== Study material ==
■ ■ ■ ■ ■ ■ ■

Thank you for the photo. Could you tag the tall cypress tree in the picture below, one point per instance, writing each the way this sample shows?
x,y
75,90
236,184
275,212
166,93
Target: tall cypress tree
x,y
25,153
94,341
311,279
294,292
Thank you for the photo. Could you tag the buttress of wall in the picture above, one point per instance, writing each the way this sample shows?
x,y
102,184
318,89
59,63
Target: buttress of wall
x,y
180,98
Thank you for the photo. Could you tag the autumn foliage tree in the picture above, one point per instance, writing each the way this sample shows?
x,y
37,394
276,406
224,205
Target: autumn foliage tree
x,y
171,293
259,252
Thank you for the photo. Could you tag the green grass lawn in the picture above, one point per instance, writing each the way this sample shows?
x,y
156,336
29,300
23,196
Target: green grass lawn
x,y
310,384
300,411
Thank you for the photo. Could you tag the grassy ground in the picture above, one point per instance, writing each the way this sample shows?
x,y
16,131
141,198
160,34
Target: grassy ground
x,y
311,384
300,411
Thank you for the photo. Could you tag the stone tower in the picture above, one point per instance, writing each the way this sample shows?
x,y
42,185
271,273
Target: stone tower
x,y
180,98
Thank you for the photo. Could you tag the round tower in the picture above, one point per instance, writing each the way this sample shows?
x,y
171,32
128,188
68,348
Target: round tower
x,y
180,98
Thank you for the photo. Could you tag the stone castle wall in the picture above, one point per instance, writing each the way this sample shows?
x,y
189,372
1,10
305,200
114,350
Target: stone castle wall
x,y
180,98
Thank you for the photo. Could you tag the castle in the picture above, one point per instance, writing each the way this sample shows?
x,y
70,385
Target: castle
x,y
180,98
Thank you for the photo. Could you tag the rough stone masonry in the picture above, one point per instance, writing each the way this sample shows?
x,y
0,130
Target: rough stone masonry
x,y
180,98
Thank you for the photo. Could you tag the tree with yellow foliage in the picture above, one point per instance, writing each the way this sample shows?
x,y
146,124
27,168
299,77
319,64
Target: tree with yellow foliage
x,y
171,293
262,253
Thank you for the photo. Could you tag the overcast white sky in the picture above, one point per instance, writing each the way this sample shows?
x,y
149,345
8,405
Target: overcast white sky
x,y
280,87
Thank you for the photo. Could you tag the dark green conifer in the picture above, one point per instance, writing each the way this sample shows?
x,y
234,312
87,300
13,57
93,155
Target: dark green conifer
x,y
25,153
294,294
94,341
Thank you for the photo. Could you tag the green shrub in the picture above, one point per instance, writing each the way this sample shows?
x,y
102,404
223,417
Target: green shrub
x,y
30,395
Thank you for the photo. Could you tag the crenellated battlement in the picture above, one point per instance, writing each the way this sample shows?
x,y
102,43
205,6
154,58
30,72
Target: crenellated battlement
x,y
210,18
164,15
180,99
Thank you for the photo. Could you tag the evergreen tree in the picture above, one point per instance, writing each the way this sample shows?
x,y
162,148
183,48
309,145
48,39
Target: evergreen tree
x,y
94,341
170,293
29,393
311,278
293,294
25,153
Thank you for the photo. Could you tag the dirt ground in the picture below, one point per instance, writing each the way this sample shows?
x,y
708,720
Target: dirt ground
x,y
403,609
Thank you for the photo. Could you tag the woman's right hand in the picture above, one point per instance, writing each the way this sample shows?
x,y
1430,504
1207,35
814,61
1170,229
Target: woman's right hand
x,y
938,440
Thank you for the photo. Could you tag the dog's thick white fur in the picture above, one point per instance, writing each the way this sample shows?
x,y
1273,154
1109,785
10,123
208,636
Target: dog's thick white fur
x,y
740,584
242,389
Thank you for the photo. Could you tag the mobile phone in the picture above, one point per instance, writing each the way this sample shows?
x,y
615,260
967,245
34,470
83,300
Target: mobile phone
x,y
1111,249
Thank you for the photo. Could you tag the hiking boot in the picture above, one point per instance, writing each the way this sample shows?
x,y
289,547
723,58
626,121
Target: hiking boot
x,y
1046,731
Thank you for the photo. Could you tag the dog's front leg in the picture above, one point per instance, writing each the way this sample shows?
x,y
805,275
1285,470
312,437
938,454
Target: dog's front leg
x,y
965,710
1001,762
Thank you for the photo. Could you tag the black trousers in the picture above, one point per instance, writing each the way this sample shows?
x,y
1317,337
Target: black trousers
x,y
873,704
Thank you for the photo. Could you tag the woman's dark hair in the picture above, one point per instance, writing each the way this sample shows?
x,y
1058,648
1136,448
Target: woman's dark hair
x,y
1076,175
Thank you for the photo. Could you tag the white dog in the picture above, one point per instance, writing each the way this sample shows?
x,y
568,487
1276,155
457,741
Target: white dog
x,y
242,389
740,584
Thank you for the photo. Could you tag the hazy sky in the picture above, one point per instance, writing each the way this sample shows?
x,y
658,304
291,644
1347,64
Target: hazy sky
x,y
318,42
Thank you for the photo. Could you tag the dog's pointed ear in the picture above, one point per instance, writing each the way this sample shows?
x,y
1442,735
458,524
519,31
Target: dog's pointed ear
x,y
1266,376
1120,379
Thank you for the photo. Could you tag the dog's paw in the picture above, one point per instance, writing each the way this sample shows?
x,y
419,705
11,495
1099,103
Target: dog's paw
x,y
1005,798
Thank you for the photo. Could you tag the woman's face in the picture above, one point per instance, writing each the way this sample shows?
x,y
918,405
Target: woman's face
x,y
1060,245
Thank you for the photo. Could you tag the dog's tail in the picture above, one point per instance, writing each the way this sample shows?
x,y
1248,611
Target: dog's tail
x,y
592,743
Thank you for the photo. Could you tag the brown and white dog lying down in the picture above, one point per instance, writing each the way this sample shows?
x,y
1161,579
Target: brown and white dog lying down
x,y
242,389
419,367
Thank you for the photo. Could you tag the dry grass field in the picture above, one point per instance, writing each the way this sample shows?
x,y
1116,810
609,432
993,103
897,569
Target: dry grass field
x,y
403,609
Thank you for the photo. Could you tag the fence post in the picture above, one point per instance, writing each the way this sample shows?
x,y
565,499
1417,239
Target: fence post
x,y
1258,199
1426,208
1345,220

■ ■ ■ ■ ■ ■ ■

== What is needed ==
Copy the entries exactly, leaving no line out.

== Answer space ==
Thank you for the photo. Could you tag the tall cypress tree in the picture below, one point per instance, writing each the way this sample shows?
x,y
75,90
236,184
275,212
166,93
Target: tall cypress tree
x,y
25,153
94,341
311,279
294,292
Thank you for the photo. Could you tag the buttress of wall in the picture above, one point per instance, writing each the way this sample shows?
x,y
102,184
318,89
59,63
Target: buttress of wall
x,y
180,98
Thank you for the photo. Could you tag the autumn foliage tree in the picture above, one point per instance, writing each the way this sample shows?
x,y
37,394
276,406
224,205
Target: autumn foliage tree
x,y
171,293
259,252
Thank you for the photo. Could you tag the green grass lawn in the picture above, one point per instance, writing each the way this sample shows?
x,y
156,336
29,300
23,196
Target: green grass lawn
x,y
310,384
300,411
Thank you for the photo. Could you tag the grassy ground in the picture above, one point per instance, writing each the way this sample shows?
x,y
16,131
141,198
160,34
Target: grassy ground
x,y
311,384
300,411
Thank you for the photo. Could you tag the stone tower in the picture above, one point per instance, writing each the way this sample shows?
x,y
42,185
271,273
Target: stone tower
x,y
180,98
Thank you for the photo. Could you tag the round tower in the picture above, one point per instance, writing each the way this sample shows?
x,y
171,32
128,188
68,348
Target: round tower
x,y
180,98
Thank you for the photo. Could you tag the stone castle wall in the picture above, one point per instance, writing each the way this sample shows?
x,y
189,372
1,10
305,200
114,350
Target: stone castle wall
x,y
180,98
Thank you for the photo. Could you tag the castle in the picture above, one point per instance, writing each the way this sample shows?
x,y
70,385
Target: castle
x,y
180,98
Thank you for the photo. Could you tag the rough stone masonry in the picture above, one point per instance, writing each the way this sample shows?
x,y
0,130
Target: rough stone masonry
x,y
180,98
Thank you for the photo. Could you tag the tree with yellow foliage in the picture above, one point per instance, writing each the way this sample shows?
x,y
146,124
27,168
299,77
319,64
Target: tree with yellow foliage
x,y
171,293
262,253
Thank you for the photo. Could you tag the overcast white sky in the picture above, one point per instance, writing each the way this sample shows?
x,y
149,345
8,405
Target: overcast white sky
x,y
280,87
Thank you for the photo. Could you tag the dark green conifer in the picture above, one point per instance, writing each the way this sample shows?
x,y
234,312
87,300
13,57
93,155
Target: dark green conifer
x,y
25,153
294,294
94,341
Thank you for the photo. Could you tag the green shrub in the picture above, one point per instance, writing each the way this sample shows?
x,y
102,404
223,417
Target: green shrub
x,y
30,395
Thank you for the photo. Could you tag the crenellated battlement in the picture above, one point per instance, writing each the way this sample shows?
x,y
102,43
205,6
154,58
30,72
Target: crenellated battlement
x,y
210,18
164,15
180,99
Thank you for the photo. Could you tag the evergreen tree in the picture above, one point per instance, writing each the way this sample shows?
x,y
162,148
183,48
309,145
48,39
Target: evergreen tree
x,y
94,341
170,293
29,393
311,278
293,294
25,153
Thank you for the photo. Could you tag the dirt ground in the picture below, one point per instance, writing each the way this sample shows?
x,y
708,720
Target: dirt ground
x,y
403,609
Thank you for the photo. Could you tag the woman's right hand in the picture above, one point per instance, writing each the way this sample shows?
x,y
1430,504
1207,35
814,61
1170,229
Target: woman's right hand
x,y
938,440
Thank you for the photo. Could you tag the dog's thick white fur in the picture above, one point per instance, writing each the way this sample shows?
x,y
1273,154
1109,785
10,123
208,636
Target: dog's thick white fur
x,y
740,584
242,389
Thank you for the photo. Could you tag the mobile phone in the picture above, one point per instance, writing each the way this sample shows?
x,y
615,260
967,245
34,470
83,300
Target: mobile phone
x,y
1111,249
Thank you for the photo. Could you tag the hiking boot in the picture above, one point per instance, writing each the way this sample shows?
x,y
289,547
723,58
626,121
Target: hiking boot
x,y
1046,731
Thank you for the photo. Could you tag the dog's front leg in the picture above, one point per instance, writing each the way this sample shows?
x,y
805,275
1285,470
312,437
938,454
Target: dog's front leg
x,y
965,710
1001,762
Thank you for the photo. Could you tag the black trousers in the picture above, one point per instance, writing each the way this sample shows?
x,y
1317,337
Target: black trousers
x,y
873,704
Thank you for the photo. Could you tag the woman's dark hair in the picture above, one point per instance, writing each the way this sample shows?
x,y
1058,648
1136,448
Target: woman's dark hair
x,y
1076,175
Thank you for the photo. Could you tag the white dog in the picture above, one point per instance, writing each the way this sample shows?
x,y
568,487
1276,155
457,741
Target: white dog
x,y
242,389
740,584
Thank you for the photo. Could you tag the hazy sky in the picture above, one point per instance, writing each the way this sample shows?
x,y
658,304
291,644
1347,64
Target: hazy sky
x,y
318,42
Thank you for the photo. Could you tag the dog's pointed ear in the picture above, one point per instance, writing each the way this sample shows?
x,y
1442,735
458,524
519,31
Target: dog's pointed ear
x,y
1266,376
1120,379
Thank you for the photo. Could you tag the dog's paw in the picture above, one point per instance, writing each the way this sample shows?
x,y
419,705
11,495
1099,103
Target: dog's paw
x,y
1005,798
Thank you for the photo. Could you tag the woman's face in the picture above, one point per instance, writing each the way this sample shows?
x,y
918,405
Target: woman's face
x,y
1060,245
Thank you for the photo. Could you tag the dog's tail in the picture above, one point per instance, writing each the way this sample shows?
x,y
1248,611
Target: dog's tail
x,y
592,743
Thank you for the photo. Could you tag the brown and white dog lying down in the picture above, one point per instance, writing each the way this sample shows?
x,y
1161,579
Target: brown and white dog lying down
x,y
242,389
419,367
Thank you for the photo. Could you tag the dry grass field in the picture above, one point per instance, writing each the way this sample shows?
x,y
1116,810
609,432
993,103
897,569
Target: dry grass field
x,y
403,609
Thank you for the photo. Could you tag the fence post in the picture above, one point per instance, writing each the way this sample shows?
x,y
565,499
1417,239
Target: fence post
x,y
1258,199
1426,208
1345,220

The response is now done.